▸ **Selected passage**
-- BEGIN --

When we discuss education, we often focus on one of two directions: topics concerning students, or topics concerning teachers. But separate from those two directions lays a third: student teachers on their way to becoming tomorrow’s educators.

From a young age, we prepare students for the world by telling them they can be anything they want to be, and they learn that school and teachers are one of the keys to get them there. Well, how do teachers become teachers? And for that matter, how to trans people in particular navigate this four-year process?

My Experience

I changed my major to education during my freshman year of college in the midst of coming out to myself. The most I knew about being an education major came from the stories of my mother’s friends (my mom was an elementary school nurse for a good chunk of my K-12 experience). I knew at some point I would have to student teach, but as a college freshman the end of my senior year seemed a lifetime away. When I left my new advisors office in January 2008, I realized how fixed of a path I would be taking. I needed to get all of my content courses in and have a clean background check, all the while keeping a 3.0 GPA.

Coming Out as Trans

Fast forward to my sophomore year. I had recently come out and started the year as Alex, but would be spending the remainder of the academic year with my birth name unchanged at Penn State. My first hurdle as a newly transitioning teacher came in the form of my first curriculum and instruction class. This was the first class that had observation requirements. Part of this included two full day trips to observe classrooms in local schools. I had no idea what to do. My options were to wear a dress shirt and pants without a tie signaling that I was a masculine woman and go by my birth name or power through and hope that my name wouldn’t come up much. At this point, I was not on HRT (or had barely started) and had to get by on binding and short hair to be consistently read as male. I made the decision to push through, wear a tie, share that I went by Alex, and just hope the assumptions went from there. It was shaky, but nothing too weird happened in front of students on either trip we took. I corrected my name and let the teacher put “Mr.” in front of my last name on his or her own. I just always hated the process. I still had to raise my hand in front of the group when my name was called for attendance before we left and hope that I could make it through without comment.

-- END --

▸ **Extracted data**
-- BEGIN --

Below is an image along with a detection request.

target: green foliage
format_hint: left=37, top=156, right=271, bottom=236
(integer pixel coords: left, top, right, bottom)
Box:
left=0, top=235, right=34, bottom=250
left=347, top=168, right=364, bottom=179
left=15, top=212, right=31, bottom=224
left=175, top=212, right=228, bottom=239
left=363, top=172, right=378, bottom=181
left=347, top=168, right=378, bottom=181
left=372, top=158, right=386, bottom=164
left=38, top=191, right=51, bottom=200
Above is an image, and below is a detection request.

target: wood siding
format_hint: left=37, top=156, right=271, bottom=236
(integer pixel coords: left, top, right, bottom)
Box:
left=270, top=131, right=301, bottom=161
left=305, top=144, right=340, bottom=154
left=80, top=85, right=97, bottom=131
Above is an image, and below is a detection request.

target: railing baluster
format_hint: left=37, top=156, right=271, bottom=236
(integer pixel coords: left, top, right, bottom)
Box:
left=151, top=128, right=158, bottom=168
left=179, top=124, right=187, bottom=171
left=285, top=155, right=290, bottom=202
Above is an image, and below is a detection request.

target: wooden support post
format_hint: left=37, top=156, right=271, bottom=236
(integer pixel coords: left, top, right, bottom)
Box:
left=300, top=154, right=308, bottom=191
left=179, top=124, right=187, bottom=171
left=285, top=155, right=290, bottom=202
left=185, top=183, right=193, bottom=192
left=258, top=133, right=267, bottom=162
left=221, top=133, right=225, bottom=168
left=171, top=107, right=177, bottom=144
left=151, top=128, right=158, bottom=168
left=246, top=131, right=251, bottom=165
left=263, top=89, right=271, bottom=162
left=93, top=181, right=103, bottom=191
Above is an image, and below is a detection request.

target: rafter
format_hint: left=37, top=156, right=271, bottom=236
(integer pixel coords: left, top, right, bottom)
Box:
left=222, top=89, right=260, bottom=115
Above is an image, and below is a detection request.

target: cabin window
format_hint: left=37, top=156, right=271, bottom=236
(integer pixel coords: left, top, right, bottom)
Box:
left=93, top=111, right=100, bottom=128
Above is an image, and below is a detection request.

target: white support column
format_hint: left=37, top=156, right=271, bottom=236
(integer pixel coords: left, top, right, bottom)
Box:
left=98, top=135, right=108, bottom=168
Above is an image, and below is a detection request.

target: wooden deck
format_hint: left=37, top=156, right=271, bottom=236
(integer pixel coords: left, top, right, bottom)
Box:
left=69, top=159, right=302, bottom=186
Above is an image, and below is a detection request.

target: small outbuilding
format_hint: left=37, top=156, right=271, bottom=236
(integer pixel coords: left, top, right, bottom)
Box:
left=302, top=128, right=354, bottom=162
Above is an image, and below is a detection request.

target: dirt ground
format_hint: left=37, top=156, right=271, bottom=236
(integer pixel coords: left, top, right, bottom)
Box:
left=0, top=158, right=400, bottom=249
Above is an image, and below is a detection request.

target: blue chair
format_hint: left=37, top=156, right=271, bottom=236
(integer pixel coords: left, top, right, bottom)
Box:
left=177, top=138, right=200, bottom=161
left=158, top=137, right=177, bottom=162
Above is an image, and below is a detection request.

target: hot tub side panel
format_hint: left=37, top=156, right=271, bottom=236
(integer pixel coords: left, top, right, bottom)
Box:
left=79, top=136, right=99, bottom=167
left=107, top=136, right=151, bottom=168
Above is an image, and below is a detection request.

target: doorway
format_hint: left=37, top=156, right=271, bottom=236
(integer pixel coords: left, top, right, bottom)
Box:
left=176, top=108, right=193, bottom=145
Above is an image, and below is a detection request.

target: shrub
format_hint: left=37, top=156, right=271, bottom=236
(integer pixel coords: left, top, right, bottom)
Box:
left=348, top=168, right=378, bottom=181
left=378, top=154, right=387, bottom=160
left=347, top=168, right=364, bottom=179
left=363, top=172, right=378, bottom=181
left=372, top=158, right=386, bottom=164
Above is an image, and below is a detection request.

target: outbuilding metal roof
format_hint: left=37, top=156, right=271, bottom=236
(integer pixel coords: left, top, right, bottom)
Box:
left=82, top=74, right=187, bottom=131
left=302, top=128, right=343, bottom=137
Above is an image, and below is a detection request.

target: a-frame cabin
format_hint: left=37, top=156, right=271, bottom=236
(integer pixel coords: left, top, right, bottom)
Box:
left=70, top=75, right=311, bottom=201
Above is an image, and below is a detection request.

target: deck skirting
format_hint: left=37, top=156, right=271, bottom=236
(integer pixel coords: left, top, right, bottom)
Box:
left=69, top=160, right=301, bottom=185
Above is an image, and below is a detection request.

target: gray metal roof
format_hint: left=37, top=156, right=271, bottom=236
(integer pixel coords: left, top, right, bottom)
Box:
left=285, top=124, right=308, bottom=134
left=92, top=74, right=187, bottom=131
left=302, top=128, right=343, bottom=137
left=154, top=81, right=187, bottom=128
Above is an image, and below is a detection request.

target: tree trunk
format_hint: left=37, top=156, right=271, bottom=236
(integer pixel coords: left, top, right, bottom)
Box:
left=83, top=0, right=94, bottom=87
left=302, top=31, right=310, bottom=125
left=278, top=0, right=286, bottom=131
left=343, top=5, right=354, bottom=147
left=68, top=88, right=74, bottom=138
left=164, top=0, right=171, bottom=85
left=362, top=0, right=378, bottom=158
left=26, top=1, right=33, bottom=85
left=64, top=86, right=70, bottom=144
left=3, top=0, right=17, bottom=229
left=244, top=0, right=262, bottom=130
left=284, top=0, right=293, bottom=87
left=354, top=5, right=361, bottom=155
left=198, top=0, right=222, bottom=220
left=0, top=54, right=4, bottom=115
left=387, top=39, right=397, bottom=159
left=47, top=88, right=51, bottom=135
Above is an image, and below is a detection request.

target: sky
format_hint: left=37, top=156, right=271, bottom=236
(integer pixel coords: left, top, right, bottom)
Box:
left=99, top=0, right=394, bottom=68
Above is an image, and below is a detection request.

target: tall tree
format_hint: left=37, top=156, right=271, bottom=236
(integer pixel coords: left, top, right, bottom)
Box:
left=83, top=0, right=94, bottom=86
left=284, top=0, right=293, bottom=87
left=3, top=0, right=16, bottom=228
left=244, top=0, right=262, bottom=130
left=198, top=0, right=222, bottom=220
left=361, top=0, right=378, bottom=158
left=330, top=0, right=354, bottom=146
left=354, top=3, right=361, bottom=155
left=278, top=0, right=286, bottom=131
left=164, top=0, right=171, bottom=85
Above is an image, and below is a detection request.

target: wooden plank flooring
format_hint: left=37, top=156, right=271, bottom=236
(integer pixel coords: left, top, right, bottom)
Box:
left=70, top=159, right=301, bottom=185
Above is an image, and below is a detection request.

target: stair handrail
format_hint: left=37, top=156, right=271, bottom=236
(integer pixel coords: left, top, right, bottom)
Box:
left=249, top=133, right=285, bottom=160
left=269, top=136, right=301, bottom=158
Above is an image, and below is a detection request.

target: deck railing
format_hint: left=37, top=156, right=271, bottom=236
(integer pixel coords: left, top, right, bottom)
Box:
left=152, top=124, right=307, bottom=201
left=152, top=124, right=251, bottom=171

-- END --

▸ **Set of tasks**
a. Swap "educators" for "instructors" in the essay on being a trans student teacher, and give the part from "When we discuss" up to and including "this four-year process?".
b. In the essay on being a trans student teacher, what GPA did the writer have to keep?
c. Carry on the essay on being a trans student teacher, starting after its last sentence.

▸ **Task-by-task outputs**
a.
When we discuss education, we often focus on one of two directions: topics concerning students, or topics concerning teachers. But separate from those two directions lays a third: student teachers on their way to becoming tomorrow’s instructors.

From a young age, we prepare students for the world by telling them they can be anything they want to be, and they learn that school and teachers are one of the keys to get them there. Well, how do teachers become teachers? And for that matter, how to trans people in particular navigate this four-year process?

b. A 3.0 GPA.

c.
My name change finalized with my university the summer leading into my junior year. As courses tightened and lesson plan submissions became more real, my transition was picking up speed. I had almost reached one year on HRT and grew ever more active in transgender visibility on campus. The further I went into my junior year, the more I realized that the social networking privacy talks and lectures about professionalism had a different impact on me than they did on other students. Other students had to delete pictures of them with red solo cups and doing keg stands, while I worried if newspaper articles and rally pictures would derail my career before it even started.

Gearing Up to Student Teach

At the end of your junior year, you find out your student teaching placement for your senior year. Education majors were placed in three different regions across the state, Philadelphia area, Pittsburgh area, and Central PA (where Penn State is located). If you were placed in a region outside of the local area, you most likely were placed where you were from and were able to live at home. I lucked out (through a desperate plea in the comments section of our placement survey) and got to stay put at Penn State.

When my senior year began, I had my last few content courses of my college career and then had my pre-student teaching. In your fall semester, you wade into what your spring has in store. Student teachers spend six weeks in the fall doing half days at their school. We teach a few lessons, but overall are there to get acclimated and used to our surroundings (and used to having to get up and not snooze our alarms). I had to get used to my 6am alarm very quickly (which is funny now that my alarm goes off at 5am). It is one thing to skip your 8am lecture, but sleeping through student teaching is a quick way to be dismissed. It felt right to be in a class. It felt right to be planning. It felt right to not have a clue what I was doing, but wanted to learn. For context, while I am currently an elementary special education teacher, I majored in secondary education – social studies. I spent my fall getting to know my mentor teacher and watching him and learning his style of teaching. I just had to figure out what my style was. I knew my world was going to change when my spring semester hit. I just didn’t know how much it was going to change.

My spring semester (my final semester of undergrad) started a week before everyone else’s. For student teachers, you are asked to start when students return from their winter break. My whole semester would be teaching, it was my only “class” I also found out very quickly that my mentor teacher and I were opposite in most every way. He was a “man’s man” and former football coach and followed every stereotype of overtly masculine men. I had no intention of connecting with someone who expected me to fit a mold and be a perfect teacher from the beginning. I knew it would be a rocky semester when he said he wouldn’t let his son grow up to be a soccer player, his son needed to be a football player. The time I spent at that school with his teacher friend group was my first glimpse into a world of heterosexual, cisgender men. None of the macho men we ate lunch with ever connected that I didn’t eat lunch because I didn’t have the funds to eat more than one or two meals a day.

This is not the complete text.